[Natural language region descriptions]
•••

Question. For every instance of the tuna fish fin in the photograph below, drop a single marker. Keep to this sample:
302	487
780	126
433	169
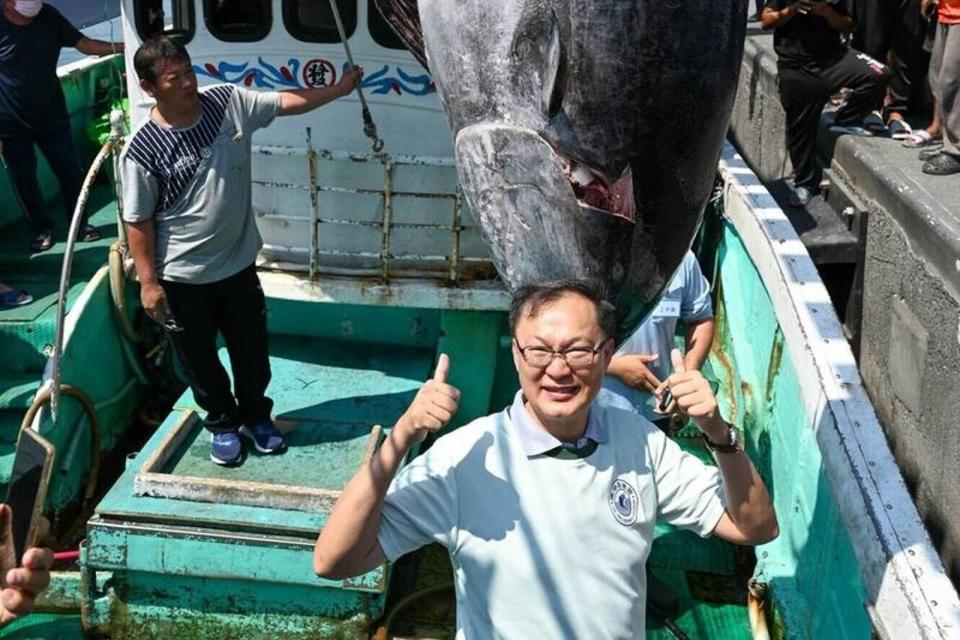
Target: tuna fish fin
404	18
538	55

•••

Transcribe every line of the records exactly. Pictures do not belong in the copy.

:: ANSWER TO THIS TASK ::
Question. For every instance of the tuna fish fin in the photograph below, drop a single marker. Keep to this sample:
302	487
780	126
433	169
Target: tuna fish fin
404	18
538	55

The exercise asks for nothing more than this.